▶ **Work required**: Which lines in the listing below contain the word "crowd"? Find every one and copy it out in full.

▶ **Stored records**:
────────────────

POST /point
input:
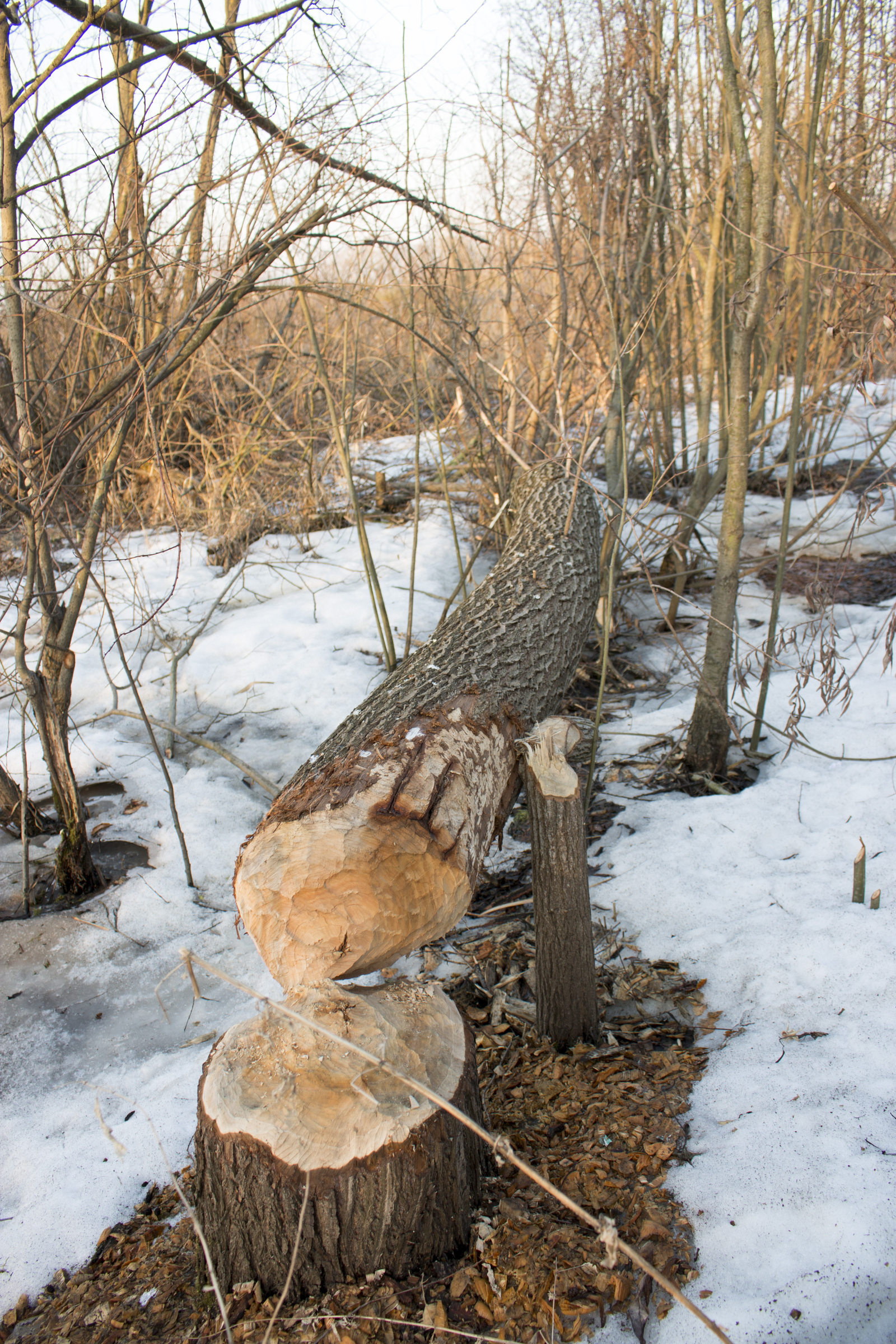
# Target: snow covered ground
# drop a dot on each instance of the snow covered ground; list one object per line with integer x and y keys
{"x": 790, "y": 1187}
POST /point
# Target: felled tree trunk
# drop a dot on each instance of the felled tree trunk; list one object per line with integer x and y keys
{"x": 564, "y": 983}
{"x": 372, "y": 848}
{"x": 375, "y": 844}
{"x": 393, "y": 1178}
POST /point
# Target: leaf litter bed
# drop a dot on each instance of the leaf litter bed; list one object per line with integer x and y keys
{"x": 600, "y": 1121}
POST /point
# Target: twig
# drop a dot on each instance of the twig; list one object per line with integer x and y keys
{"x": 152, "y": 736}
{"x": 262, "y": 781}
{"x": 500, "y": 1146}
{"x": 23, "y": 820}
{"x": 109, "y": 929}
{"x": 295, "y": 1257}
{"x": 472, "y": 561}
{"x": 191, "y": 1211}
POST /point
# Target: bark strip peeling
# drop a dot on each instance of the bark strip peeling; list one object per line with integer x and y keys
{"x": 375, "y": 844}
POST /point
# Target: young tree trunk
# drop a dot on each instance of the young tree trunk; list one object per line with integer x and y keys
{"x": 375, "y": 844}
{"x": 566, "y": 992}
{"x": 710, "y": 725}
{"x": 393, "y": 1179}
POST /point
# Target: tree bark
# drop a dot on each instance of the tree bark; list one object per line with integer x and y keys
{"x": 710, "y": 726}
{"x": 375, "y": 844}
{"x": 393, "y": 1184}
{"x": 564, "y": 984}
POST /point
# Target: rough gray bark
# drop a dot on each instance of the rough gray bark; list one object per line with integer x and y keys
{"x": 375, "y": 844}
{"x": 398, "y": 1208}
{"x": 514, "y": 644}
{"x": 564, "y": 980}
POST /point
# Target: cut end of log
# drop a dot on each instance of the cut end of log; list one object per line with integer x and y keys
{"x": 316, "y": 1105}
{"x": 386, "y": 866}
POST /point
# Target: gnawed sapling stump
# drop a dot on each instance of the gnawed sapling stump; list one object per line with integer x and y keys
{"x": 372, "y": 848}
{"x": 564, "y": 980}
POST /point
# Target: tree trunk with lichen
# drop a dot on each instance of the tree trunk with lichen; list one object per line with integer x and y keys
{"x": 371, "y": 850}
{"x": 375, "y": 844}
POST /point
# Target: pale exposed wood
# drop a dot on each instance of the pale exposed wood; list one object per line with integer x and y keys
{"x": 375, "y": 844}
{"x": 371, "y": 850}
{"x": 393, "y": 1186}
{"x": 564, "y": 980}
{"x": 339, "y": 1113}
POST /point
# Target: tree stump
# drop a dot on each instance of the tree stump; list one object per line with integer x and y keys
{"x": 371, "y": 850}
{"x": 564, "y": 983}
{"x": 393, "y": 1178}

────────────────

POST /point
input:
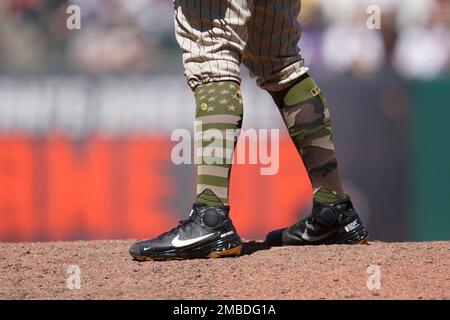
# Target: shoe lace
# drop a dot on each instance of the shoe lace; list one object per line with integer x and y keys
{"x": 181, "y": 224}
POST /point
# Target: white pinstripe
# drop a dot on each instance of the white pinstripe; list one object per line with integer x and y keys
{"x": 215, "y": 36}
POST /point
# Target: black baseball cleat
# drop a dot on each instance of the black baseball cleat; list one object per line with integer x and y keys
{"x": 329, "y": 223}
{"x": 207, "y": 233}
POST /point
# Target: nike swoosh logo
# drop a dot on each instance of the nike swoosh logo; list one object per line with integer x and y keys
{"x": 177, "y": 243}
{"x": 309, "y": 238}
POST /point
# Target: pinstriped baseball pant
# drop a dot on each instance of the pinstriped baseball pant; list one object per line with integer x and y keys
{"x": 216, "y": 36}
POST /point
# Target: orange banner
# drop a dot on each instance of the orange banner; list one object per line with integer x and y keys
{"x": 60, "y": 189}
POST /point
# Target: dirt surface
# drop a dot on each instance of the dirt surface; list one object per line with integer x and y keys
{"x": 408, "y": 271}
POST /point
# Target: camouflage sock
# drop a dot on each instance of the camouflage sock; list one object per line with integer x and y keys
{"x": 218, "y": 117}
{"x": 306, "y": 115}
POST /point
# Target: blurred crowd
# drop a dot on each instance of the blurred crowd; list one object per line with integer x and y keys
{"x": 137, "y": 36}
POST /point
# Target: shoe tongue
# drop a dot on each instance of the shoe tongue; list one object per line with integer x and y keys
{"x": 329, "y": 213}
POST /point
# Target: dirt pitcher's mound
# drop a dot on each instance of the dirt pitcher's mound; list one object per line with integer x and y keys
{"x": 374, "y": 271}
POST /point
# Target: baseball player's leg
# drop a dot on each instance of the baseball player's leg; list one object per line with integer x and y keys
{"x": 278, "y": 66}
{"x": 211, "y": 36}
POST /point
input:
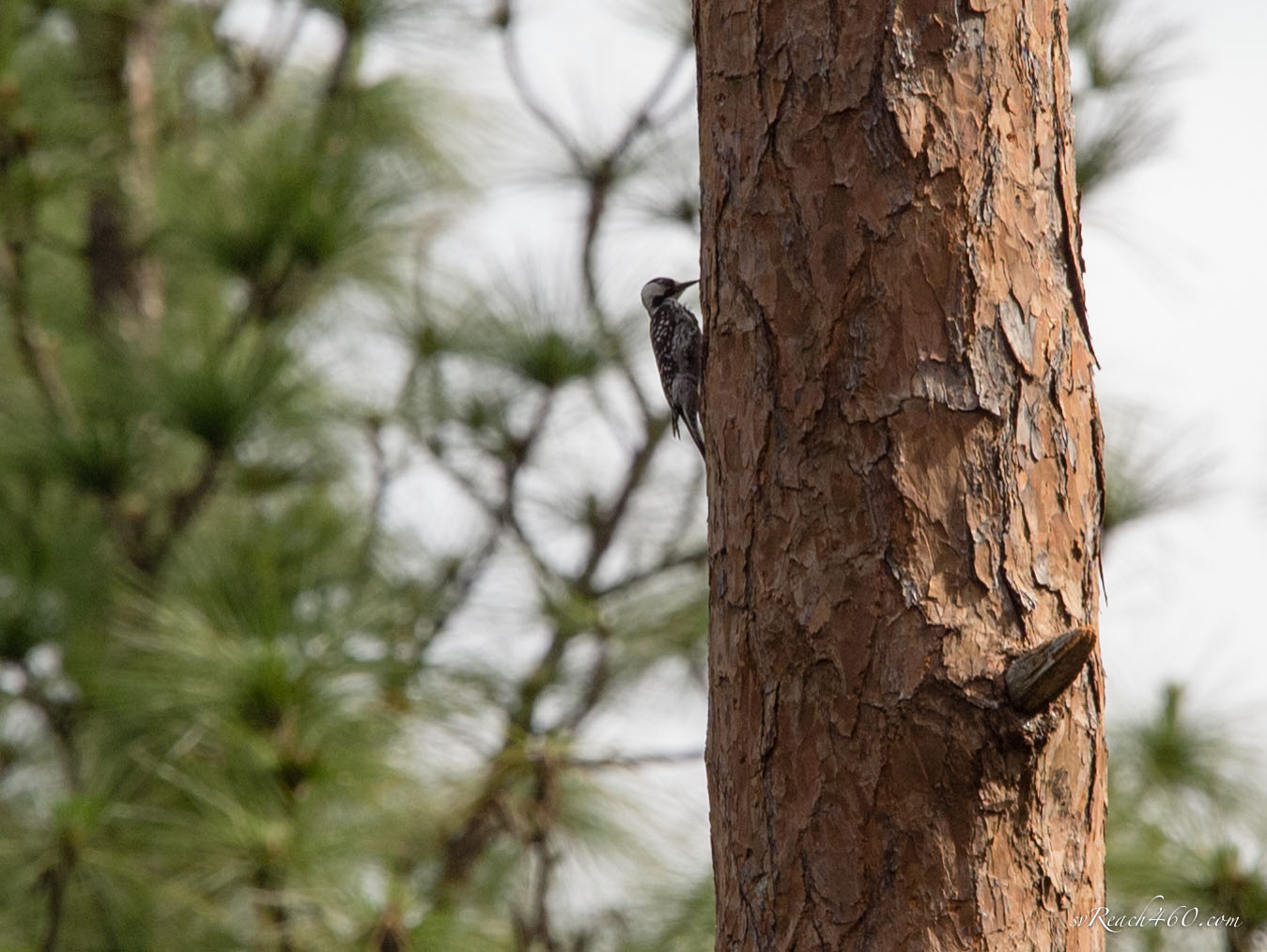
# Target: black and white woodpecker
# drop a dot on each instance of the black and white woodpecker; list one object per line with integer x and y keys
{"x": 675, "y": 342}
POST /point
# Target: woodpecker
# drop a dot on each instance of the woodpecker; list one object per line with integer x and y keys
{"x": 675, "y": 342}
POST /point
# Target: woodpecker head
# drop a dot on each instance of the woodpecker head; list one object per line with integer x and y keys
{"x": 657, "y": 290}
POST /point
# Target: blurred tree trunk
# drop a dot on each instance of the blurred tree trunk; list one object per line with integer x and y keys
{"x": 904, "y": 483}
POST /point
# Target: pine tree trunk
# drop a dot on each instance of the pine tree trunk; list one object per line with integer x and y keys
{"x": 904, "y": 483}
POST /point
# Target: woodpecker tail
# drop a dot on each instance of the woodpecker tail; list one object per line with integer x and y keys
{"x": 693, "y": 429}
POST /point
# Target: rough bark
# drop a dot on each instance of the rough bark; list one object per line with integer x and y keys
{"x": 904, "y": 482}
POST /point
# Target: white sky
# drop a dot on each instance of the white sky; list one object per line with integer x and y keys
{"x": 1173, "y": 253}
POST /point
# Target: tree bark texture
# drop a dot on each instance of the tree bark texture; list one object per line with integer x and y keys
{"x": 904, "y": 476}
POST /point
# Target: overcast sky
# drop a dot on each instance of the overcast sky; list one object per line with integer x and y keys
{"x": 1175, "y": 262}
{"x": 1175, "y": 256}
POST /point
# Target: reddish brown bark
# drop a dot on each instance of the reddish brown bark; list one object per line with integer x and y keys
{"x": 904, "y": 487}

────────────────

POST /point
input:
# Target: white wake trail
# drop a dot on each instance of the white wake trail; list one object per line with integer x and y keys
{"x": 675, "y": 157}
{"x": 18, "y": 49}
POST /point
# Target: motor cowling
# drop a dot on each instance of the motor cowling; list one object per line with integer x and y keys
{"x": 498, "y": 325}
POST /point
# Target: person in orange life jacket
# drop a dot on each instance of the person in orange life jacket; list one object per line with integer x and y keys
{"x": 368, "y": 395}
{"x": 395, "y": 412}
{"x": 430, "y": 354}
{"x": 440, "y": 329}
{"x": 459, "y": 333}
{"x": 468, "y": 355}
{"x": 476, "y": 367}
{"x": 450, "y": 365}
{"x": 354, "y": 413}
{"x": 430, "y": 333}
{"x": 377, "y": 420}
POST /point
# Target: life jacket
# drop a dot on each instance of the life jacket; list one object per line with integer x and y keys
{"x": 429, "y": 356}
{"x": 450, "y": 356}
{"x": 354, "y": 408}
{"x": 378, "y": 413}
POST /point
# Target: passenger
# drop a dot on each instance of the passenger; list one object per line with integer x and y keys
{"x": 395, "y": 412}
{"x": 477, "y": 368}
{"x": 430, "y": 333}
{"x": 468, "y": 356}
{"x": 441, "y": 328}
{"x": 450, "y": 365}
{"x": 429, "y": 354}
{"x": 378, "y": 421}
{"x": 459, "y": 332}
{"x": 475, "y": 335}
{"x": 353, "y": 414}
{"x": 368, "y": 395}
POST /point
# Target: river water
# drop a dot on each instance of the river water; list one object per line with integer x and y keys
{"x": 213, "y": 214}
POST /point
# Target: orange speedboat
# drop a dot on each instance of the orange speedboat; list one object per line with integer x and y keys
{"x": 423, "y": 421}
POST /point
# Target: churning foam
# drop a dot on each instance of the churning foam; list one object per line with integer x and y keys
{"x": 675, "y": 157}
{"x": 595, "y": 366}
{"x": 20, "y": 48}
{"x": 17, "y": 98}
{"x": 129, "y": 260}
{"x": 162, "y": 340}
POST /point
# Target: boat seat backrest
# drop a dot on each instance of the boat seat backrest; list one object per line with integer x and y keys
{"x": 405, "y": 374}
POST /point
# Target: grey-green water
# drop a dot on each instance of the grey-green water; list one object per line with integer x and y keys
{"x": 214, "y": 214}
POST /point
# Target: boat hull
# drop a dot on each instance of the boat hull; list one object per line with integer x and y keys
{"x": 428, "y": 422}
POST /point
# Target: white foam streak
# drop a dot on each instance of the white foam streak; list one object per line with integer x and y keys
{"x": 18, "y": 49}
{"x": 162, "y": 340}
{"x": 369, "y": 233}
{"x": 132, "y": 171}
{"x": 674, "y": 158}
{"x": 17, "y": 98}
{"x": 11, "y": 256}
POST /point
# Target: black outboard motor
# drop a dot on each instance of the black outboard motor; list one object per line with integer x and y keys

────────────────

▶ **Written solution**:
# Target: blurred crowd
# drop a dot on each instance of the blurred crowd; list one object per line with integer x and y keys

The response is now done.